Since there seems to be at least some support for this, I'll file a
formal request in aardvark.

Post by Joseph S. Myers

Post by Eric Blake
Therefore, it is still debatable whether this is a bug in the kernels
that must be fixed for leaking DF state into signal handlers, or a bug

It's a bug that was fixed five years ago for Linux (commit
e40cd10ccff3d9fbffd57b93780bee4b7b9bff51, release 2.6.25).
--
Joseph S. Myers

Eric Blake

2013-05-07 18:02:32 UTC

Permalink

Post by Matthew Dempsky
Okay, so looking at <string.h>, I think these functions should not be
Requires memory allocation: strdup, strndup
Requires locale: strcoll, strcoll_l, strerror, strerror_l,
strerror_r, strsignal, strxfrm, strxfrm_l
Uses static state: strtok
That leaves these <string.h> functions as candidates for being added
memccpy, memchr, memcmp, memcpy, memmove, memset, stpcpy, stpncpy,
strcat, strchr, strcmp, strcpy, strcspn, strlen, strncat, strncmp,
strncpy, strnlen, strpbrk, strchr, strspn, strstr, strtok_r

The second strchr should be strrchr. This list looks fine to me.

Post by Matthew Dempsky
I think practically applications only care about a subset of these,
but the remaining ones shouldn't be any more difficult to make
async-signal-safe too IMO.
Since there seems to be at least some support for this, I'll file a
formal request in aardvark.

Thanks, looking forward to it.

--
Eric Blake eblake redhat com +1-919-301-3266
Libvirt virtualization library http://libvirt.org

Scott Lurndal

2013-05-07 20:45:10 UTC

Permalink

I think strerror[_l] is quite commonly used in signal handlers, I'd be
tempted to add it as well.

scott

Matthew Dempsky

2013-05-07 21:33:00 UTC

Permalink

Post by Scott Lurndal
I think strerror[_l] is quite commonly used in signal handlers, I'd be
tempted to add it as well.

strerror() depends on the thread's locale state, so it could be bad if
a signal handler interrupted a call to uselocale() or setlocale().

Also, on OpenBSD, strerror() depends on catopen() for native language
support, which I don't think we [OpenBSD] are interested in having to
make async-signal-safe either. It looks like FreeBSD and NetBSD have
similar code.

None of {Free,Net,Open}BSD have strerror_l() currently. But also,
it'd be pretty hard to get a useful locale_t value in a POSIX
conforming async signal handler. :)

Eric Blake

2013-05-07 21:40:10 UTC

Permalink

Post by Matthew Dempsky

Post by Scott Lurndal
I think strerror[_l] is quite commonly used in signal handlers, I'd be
tempted to add it as well.

strerror() depends on the thread's locale state, so it could be bad if
a signal handler interrupted a call to uselocale() or setlocale().

Furthermore, strerror() is permitted to use static storage, so it would
be bad if a signal handler interrupted a call to strerror(). There is
no way I would approve a change requesting any of the strerror (or
strsignal) functions to be made async-signal-safe; that is just asking
too much from implementation developers. Any robust application code is
better off storing the error number of interest, leaving signal handler
context, and then processing the information in a safe state.
────
> _Written exercise 1_
Pull out every line of the records that contains the string "rear". Case counts.

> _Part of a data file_
────
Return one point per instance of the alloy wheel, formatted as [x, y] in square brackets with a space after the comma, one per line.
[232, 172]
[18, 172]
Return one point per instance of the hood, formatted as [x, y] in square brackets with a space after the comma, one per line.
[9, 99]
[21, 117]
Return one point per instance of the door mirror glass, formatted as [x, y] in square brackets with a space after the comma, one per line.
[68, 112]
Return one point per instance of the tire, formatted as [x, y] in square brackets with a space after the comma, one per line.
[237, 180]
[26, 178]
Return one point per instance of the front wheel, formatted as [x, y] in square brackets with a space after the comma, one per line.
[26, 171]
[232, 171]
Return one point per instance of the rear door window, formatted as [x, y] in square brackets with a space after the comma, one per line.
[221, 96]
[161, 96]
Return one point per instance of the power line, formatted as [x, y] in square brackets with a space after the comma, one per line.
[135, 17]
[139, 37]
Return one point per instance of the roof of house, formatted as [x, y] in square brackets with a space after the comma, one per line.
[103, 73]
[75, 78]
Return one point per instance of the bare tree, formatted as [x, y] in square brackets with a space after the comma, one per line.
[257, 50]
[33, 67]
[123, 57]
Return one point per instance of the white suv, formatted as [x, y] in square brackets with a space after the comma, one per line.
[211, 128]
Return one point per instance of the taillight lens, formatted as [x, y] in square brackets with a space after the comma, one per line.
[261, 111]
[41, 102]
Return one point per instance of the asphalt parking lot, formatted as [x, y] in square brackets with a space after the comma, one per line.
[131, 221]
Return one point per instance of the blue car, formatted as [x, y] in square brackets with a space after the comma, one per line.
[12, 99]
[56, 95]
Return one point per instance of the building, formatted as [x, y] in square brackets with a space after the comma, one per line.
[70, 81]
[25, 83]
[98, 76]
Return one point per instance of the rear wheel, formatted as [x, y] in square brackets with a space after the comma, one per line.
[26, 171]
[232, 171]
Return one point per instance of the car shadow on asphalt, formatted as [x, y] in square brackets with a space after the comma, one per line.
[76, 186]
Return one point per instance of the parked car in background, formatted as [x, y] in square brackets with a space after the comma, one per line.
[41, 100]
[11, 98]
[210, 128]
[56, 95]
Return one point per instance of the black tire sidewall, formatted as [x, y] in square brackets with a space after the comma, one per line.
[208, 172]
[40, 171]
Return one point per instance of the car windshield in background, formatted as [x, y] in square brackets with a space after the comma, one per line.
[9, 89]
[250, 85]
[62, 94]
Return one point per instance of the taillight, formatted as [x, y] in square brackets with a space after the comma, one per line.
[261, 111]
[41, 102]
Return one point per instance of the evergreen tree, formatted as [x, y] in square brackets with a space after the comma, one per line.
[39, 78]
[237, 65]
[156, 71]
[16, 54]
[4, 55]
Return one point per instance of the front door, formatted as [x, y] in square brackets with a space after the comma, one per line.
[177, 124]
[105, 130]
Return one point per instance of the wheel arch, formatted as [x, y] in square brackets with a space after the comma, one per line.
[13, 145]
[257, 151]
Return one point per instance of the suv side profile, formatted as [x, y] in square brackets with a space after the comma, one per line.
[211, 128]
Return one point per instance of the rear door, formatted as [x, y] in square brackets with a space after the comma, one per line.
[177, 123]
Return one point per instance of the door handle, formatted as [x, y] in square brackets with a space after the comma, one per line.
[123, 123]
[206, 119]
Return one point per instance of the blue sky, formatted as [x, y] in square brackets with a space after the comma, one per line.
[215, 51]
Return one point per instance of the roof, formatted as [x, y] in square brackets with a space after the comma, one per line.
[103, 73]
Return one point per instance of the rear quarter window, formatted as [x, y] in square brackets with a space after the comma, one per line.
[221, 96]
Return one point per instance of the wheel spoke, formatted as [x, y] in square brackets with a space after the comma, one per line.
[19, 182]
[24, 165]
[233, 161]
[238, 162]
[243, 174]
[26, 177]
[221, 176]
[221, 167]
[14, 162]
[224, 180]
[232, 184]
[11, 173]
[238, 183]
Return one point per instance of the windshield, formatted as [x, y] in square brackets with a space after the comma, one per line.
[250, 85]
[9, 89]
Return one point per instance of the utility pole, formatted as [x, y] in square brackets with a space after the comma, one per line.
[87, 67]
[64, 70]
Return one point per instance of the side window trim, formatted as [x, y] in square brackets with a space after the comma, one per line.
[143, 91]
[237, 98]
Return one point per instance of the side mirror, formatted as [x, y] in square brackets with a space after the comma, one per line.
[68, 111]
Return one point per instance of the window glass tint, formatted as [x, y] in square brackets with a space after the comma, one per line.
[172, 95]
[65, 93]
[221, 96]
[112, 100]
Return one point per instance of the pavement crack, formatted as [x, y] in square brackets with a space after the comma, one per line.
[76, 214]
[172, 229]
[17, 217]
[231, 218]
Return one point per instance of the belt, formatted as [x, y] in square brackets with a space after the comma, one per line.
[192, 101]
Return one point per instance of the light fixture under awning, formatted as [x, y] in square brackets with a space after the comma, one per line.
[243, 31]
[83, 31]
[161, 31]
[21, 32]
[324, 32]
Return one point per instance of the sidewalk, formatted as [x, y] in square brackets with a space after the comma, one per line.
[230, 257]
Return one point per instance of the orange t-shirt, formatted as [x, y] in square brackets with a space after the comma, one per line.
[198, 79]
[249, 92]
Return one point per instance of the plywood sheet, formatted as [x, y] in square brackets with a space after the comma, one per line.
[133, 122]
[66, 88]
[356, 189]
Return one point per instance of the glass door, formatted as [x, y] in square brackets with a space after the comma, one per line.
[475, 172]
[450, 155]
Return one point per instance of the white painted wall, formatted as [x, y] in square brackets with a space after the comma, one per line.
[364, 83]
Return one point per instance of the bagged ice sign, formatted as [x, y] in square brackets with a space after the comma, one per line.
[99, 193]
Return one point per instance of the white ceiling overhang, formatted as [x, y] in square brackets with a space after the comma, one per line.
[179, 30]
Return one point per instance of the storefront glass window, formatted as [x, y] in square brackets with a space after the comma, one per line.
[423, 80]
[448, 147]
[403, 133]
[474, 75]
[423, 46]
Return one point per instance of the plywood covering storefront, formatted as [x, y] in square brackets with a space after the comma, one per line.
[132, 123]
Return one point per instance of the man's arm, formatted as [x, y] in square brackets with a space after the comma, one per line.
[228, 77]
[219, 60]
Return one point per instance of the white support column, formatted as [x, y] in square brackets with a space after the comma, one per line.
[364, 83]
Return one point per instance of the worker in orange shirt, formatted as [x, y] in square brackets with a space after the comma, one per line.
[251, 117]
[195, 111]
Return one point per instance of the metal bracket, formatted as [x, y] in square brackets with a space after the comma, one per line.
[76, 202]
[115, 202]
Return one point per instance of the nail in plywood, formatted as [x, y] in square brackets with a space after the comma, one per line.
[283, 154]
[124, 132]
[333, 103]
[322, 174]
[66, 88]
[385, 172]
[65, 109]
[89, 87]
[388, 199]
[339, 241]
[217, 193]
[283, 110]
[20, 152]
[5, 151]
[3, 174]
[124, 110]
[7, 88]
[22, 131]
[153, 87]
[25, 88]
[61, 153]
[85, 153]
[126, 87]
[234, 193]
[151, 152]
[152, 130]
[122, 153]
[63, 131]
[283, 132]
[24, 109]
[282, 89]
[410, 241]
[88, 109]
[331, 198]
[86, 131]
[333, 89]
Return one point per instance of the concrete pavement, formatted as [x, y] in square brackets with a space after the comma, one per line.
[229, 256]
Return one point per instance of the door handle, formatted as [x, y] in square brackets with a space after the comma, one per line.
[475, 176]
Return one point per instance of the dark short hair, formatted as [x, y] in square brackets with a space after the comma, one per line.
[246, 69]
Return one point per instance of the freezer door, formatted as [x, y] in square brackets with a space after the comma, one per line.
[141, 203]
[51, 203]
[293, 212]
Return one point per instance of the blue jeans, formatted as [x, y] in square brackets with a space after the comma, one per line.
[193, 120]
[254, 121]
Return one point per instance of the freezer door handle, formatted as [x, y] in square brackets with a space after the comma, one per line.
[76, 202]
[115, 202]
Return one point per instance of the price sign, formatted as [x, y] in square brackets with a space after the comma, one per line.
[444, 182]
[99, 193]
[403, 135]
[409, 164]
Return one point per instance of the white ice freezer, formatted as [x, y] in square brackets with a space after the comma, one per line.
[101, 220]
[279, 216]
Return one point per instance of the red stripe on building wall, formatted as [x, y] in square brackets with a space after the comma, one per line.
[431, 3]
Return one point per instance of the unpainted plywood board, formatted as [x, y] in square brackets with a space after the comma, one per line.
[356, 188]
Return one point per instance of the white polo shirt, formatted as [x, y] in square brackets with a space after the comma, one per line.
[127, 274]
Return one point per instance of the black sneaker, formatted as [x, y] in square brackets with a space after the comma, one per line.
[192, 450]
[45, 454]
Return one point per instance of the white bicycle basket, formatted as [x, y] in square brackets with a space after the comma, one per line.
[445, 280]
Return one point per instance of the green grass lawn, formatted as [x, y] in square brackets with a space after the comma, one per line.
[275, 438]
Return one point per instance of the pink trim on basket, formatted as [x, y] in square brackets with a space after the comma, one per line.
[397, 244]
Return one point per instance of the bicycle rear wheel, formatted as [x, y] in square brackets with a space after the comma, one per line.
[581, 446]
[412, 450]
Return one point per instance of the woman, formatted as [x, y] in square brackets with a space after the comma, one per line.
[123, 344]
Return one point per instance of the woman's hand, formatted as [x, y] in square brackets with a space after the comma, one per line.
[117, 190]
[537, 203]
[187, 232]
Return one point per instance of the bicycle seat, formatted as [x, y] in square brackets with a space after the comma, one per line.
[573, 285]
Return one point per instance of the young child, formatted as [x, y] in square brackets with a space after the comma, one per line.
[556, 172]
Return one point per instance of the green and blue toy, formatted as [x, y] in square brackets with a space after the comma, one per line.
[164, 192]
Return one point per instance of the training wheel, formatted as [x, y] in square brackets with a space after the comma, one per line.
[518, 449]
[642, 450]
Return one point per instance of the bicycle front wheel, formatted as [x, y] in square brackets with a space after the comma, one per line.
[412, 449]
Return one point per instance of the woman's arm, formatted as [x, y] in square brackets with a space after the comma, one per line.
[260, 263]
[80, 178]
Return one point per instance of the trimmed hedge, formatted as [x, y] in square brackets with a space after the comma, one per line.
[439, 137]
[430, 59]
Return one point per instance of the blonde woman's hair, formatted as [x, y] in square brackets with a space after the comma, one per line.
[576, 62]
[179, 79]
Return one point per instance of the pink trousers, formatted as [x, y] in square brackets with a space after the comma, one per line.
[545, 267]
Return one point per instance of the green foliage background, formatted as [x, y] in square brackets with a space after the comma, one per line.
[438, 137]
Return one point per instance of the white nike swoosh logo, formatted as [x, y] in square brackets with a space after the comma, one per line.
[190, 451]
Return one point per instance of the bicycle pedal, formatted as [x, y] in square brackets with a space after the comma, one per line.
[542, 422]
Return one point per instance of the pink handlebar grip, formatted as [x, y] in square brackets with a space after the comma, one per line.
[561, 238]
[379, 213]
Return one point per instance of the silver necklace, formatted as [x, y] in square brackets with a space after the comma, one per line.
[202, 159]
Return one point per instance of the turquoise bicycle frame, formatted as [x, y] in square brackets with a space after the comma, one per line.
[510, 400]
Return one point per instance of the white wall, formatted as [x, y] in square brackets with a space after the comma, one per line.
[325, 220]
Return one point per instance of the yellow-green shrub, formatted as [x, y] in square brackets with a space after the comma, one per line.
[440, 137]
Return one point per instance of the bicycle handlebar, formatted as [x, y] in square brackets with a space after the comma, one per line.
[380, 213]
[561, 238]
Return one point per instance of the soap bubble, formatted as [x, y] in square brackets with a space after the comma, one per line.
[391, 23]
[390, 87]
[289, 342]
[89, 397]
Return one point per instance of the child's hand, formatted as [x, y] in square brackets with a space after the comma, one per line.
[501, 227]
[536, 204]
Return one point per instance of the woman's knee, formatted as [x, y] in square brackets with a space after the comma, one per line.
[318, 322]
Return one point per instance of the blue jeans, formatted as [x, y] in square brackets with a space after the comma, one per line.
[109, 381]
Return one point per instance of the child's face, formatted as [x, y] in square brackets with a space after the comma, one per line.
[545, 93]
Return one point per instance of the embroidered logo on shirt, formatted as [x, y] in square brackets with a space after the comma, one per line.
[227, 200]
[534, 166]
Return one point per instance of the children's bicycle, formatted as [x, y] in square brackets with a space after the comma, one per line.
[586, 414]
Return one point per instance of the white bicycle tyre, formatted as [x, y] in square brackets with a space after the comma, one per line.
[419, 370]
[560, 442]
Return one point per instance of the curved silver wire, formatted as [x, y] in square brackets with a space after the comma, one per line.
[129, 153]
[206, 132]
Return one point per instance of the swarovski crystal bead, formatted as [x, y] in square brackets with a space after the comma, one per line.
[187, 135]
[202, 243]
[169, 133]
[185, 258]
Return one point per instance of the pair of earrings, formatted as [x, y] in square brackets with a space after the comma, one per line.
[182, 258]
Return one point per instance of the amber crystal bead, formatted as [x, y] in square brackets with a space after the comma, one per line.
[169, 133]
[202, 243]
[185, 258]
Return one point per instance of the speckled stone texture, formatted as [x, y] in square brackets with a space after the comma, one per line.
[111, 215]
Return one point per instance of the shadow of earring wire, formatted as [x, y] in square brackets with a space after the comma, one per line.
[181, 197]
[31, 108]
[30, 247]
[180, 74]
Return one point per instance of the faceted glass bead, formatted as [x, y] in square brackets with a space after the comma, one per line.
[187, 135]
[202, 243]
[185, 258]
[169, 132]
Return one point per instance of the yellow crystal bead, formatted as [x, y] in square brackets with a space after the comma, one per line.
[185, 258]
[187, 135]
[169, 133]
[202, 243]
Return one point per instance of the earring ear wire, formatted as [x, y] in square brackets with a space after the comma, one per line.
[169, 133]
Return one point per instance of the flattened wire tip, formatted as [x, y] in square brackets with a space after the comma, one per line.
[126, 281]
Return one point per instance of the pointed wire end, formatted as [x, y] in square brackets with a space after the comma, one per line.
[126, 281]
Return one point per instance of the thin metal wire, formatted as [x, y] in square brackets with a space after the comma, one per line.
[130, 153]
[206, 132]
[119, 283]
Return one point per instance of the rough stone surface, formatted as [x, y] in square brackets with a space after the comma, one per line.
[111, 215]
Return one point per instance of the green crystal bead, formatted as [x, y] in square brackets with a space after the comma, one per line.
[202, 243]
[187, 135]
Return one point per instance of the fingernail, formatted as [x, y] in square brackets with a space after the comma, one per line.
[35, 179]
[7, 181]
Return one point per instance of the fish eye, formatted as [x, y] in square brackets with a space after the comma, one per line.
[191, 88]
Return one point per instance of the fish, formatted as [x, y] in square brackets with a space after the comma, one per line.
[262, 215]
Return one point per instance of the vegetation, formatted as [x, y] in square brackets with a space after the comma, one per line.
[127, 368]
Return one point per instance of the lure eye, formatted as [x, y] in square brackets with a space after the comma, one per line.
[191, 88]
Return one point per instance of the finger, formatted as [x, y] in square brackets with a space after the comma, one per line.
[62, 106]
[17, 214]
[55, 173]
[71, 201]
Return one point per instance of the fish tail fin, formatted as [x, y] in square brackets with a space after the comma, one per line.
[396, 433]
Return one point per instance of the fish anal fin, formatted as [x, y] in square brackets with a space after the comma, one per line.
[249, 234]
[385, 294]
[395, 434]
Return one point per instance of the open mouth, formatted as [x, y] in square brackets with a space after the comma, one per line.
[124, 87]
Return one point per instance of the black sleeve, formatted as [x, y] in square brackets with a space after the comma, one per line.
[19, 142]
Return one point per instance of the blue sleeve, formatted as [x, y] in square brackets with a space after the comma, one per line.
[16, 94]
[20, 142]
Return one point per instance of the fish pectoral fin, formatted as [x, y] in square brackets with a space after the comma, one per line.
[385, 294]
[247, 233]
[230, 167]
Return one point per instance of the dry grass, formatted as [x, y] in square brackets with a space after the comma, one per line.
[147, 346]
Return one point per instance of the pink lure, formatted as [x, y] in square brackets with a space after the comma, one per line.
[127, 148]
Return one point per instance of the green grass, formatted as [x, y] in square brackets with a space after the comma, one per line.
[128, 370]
────
> _Written exercise 2_
In the mailing-list thread, which functions are listed under "Requires locale:"?

> _Problem solution 1_
Return one point per instance of the rear door window, formatted as [x, y] in square brackets with a space after the comma, one per line.
Return one point per instance of the rear wheel, formatted as [x, y] in square brackets with a space after the comma, one per line.
Return one point per instance of the rear door, formatted as [x, y] in square brackets with a space after the comma, one per line.
Return one point per instance of the rear quarter window, formatted as [x, y] in square brackets with a space after the comma, one per line.
Return one point per instance of the bicycle rear wheel, formatted as [x, y] in square brackets with a space after the comma, one per line.

> _Problem solution 2_
strcoll, strcoll_l, strerror, strerror_l, strerror_r, strsignal, strxfrm, strxfrm_l